## EXERCISE INSTRUCTIONS
Render every line of the items below as a Markdown table with two columns, Row and Item line. Number the rows in order and omit any blank lines.

## INFORMATION SHOWN

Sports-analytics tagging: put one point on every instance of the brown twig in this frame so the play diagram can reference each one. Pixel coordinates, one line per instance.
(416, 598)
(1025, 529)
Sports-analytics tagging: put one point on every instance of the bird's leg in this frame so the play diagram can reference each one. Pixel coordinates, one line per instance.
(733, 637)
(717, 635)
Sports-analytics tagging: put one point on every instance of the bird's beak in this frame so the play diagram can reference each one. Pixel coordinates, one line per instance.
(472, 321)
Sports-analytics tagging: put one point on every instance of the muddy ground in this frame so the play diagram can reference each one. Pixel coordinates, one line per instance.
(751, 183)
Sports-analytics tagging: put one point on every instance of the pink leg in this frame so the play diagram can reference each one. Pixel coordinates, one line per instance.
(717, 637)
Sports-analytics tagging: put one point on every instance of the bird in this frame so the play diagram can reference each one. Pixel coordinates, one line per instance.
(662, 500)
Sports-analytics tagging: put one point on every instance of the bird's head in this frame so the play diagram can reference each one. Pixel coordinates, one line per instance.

## ANSWER TO THIS TASK
| Row | Item line |
|---|---|
| 1 | Sports-analytics tagging: put one point on every instance of the brown twig in this frame so the play diagram can reference each one. Pixel coordinates, one line per instance. |
| 2 | (416, 598) |
| 3 | (1025, 529) |
| 4 | Sports-analytics tagging: put one point on every instance of the bird's leg in this frame so the play diagram can reference each one. Pixel coordinates, one line per instance. |
| 5 | (733, 637) |
| 6 | (717, 635) |
| 7 | Sports-analytics tagging: put one point on every instance of the bird's beak in this frame so the play diagram can reference each one. Pixel coordinates, one line per instance. |
| 8 | (472, 321) |
| 9 | Sports-analytics tagging: put one point on every instance of the muddy ground in this frame so the play diagram can reference each one. Pixel coordinates, one line per instance. |
| 10 | (751, 183) |
| 11 | Sports-analytics tagging: put one point on every instance of the pink leg in this frame so the play diagram can reference each one. Pixel coordinates, one line per instance. |
| 12 | (717, 637) |
| 13 | Sports-analytics tagging: put one point on every instance of the bird in this frame so the play diagram can reference each one. Pixel coordinates, one line per instance. |
| 14 | (662, 500) |
| 15 | Sports-analytics tagging: put one point on every instance of the bird's head in this frame so the play diagram can reference each one. Pixel coordinates, one line per instance. |